_TRAVAIL À FAIRE_
**1)** Les affirmations suivantes concordent-elles avec le texte sur l'hémophilie ? (a) Un jeune sportif a besoin d'un taux de facteur de 15/20 %. (b) L'imagerie confirme toujours le gain d'amplitude ressenti par le patient. (c) Le Docteur Sébastien Lobet recommande de s'en tenir à des outils génériques. Répondez par oui ou par non à chacune, en citant les mots décisifs du texte.
**2)** Énumérez tous les outils que le texte sur l'hémophilie cite pour évaluer l'état articulaire dans la comparaison du Docteur Sébastien Lobet.
**3)** Poursuivez le texte sur l'hémophilie à partir de sa dernière phrase.

_BLOC DE TEXTE_
= = = = =

Le Président du comité de physiothérapie de l’Association européenne d’hémophilie et des troubles associés (EAHAD), le Docteur Sébastien Lobet, également membre des Cliniques Universitaires St Luc (Belgique), a souligné l’importance d’une approche multidisciplinaire dans une présentation sur l’évaluation des résultats chez le patient bénéficiant de nouvelles thérapies. Il a expliqué que le niveau résiduel de facteur souhaité dépend de l’activité physique de l’individu – par exemple, pour un jeune sportif, un taux de 15/20 % de facteur est nécessaire. Il a comparé les différents outils mis en œuvre (radios, ultrasons et IRM) pour évaluer l’état articulaire. Il recommande de bien distinguer « fonction » articulaire de « structure » articulaire, le patient ayant parfois la sensation de gagner en amplitude grâce aux nouvelles thérapies alors que l’évaluation par imagerie indique le contraire. Par ailleurs, dans 15 % des cas, les patients obtenant un score de 0, ayant donc d’une articulation en parfaite santé, souffraient en réalité d’une hypertrophie synoviale selon l’outil d’évaluation utilisé. Il préconise, par conséquent, l’emploi d’outils visant spécifiquement les hémophiles en conjonction avec d’autres outils plus génériques. Il invite également ses confrères à faire appel aux nouvelles technologies de modèles informatiques pour visualiser les mouvements et évaluer l’état articulaire.

= = = = =

Données d'expressions référentielles
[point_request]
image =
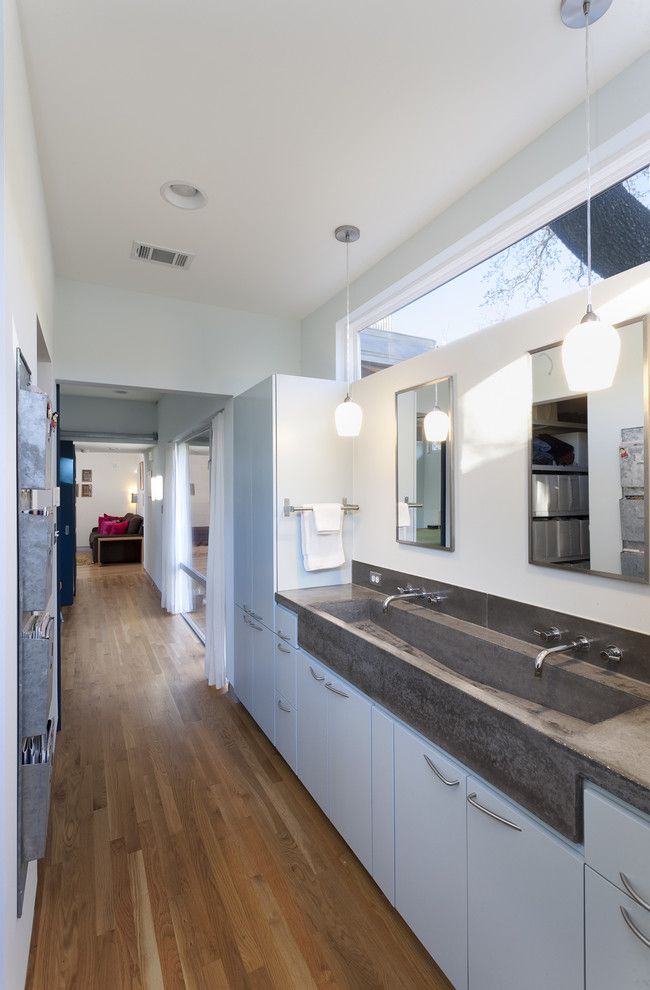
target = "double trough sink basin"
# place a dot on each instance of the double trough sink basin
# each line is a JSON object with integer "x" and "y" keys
{"x": 491, "y": 659}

= = = = =

_RÉPONSES NUMÉROTÉES_
**1)**
(a) Oui : « pour un jeune sportif, un taux de 15/20 % de facteur est nécessaire »
(b) Non : « alors que l’évaluation par imagerie indique le contraire »
(c) Non : « l’emploi d’outils visant spécifiquement les hémophiles en conjonction avec d’autres outils plus génériques »

**2)** Radios, ultrasons, IRM

**3)**
Sonnette d’alarme sur un projet de loi allemand

Pour finir, Anna Griesheimer, de la Deutsche Hämophilie Gesellschaft (DHG), membre nationale allemande du EHC, a tiré la sonnette d’alarme concernant un projet de loi allemand qui entrera en vigueur au cours de l’été 2019 concernant la distribution des produits pour l’hémophilie. Pour réduire les coûts et sous couvert de transparence, il est prévu que les malades, munis d’une ordonnance établie par leur médecin généraliste, s’approvisionnent directement dans les pharmacies de ville, sans suivi régulier dans un centre de traitement spécialisé. Il s’agit d’une nouvelle inquiétante qui remettrait en cause, entre autres, le suivi global du patient par les professionnels de santé spécialisés, la traçabilité des médicaments, leur bonne utilisation, la collecte des données épidémiologiques, la qualité des soins, notamment en cas d’accident hémorragique. De plus, Mme Griesheimer a souligné que cette pratique pourrait amener à une surconsommation de facteurs, les hémophiles plus âgés s’en servant comme antalgique et les médecins traitants n’ayant pas d’expertise spécifique en matière de maladies hémorragiques rares.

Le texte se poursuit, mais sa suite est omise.